Across the material below, how many lines contain the word "girl"? Respond with the number only.

★ ★ ★

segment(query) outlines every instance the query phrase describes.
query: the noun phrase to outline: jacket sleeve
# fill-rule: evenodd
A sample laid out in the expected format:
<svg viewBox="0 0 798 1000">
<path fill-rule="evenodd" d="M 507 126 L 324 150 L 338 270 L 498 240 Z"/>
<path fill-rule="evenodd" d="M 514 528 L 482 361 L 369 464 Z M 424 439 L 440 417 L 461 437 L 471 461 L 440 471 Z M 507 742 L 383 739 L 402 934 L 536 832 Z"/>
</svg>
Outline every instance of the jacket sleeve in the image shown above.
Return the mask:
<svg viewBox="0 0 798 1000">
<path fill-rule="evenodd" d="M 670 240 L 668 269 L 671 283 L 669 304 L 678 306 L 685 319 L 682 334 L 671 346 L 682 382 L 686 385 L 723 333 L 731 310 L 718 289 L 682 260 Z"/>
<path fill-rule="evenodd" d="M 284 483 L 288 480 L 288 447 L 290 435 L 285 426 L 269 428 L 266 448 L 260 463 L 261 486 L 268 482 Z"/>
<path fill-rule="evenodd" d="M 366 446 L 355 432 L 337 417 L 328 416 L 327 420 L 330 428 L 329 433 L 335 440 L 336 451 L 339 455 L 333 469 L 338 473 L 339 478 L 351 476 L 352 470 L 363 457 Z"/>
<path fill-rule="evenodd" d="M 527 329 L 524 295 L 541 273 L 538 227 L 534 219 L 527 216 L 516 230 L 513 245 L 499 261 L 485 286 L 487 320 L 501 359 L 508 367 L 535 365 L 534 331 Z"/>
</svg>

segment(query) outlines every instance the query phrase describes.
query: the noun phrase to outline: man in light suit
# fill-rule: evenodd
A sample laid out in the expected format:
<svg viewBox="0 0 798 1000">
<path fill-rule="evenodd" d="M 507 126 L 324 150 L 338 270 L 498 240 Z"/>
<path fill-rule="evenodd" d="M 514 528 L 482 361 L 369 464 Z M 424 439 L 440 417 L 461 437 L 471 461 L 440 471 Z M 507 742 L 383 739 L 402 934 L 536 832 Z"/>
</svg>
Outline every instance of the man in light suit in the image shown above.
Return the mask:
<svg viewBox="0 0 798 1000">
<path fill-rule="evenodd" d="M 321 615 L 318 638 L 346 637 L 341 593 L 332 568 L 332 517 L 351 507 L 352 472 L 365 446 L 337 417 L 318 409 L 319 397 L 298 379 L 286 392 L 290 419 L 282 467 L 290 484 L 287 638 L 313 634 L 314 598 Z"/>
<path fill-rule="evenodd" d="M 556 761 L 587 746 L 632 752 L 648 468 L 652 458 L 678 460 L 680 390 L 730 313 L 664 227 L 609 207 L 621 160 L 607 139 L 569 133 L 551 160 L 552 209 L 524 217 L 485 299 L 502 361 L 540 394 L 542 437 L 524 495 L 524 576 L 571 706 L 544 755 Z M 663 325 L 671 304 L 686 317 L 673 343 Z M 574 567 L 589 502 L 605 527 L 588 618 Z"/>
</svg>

★ ★ ★

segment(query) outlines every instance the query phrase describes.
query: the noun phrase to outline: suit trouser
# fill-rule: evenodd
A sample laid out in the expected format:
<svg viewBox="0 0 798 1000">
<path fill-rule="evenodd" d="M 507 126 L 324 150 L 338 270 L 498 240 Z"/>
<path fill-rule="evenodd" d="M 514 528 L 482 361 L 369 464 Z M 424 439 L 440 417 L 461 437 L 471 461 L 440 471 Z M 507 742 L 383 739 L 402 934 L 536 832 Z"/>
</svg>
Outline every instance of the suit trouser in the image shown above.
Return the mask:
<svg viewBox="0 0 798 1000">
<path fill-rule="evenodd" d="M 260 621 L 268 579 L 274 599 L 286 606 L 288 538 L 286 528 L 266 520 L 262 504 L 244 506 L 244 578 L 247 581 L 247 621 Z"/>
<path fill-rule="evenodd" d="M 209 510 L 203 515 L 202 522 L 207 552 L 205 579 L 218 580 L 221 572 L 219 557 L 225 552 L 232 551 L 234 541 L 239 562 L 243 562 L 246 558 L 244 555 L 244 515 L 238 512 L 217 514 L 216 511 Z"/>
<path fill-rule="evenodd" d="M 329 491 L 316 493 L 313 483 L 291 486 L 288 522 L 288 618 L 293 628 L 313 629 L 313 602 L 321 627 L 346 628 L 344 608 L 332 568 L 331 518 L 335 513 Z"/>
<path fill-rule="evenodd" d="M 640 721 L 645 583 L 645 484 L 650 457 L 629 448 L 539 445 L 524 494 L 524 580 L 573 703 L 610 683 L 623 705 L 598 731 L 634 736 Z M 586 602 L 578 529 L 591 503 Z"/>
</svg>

★ ★ ★

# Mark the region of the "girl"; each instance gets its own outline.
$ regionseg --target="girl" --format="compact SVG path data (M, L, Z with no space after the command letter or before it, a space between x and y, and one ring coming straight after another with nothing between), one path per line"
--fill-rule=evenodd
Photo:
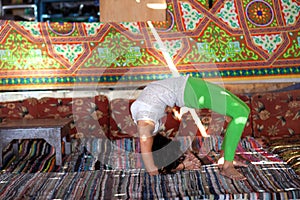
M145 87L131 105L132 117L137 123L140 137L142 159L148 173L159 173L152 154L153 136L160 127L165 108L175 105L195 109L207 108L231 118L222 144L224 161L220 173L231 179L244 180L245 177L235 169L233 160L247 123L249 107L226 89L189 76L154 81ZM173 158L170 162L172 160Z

★ ★ ★

PROBLEM SOLUTION
2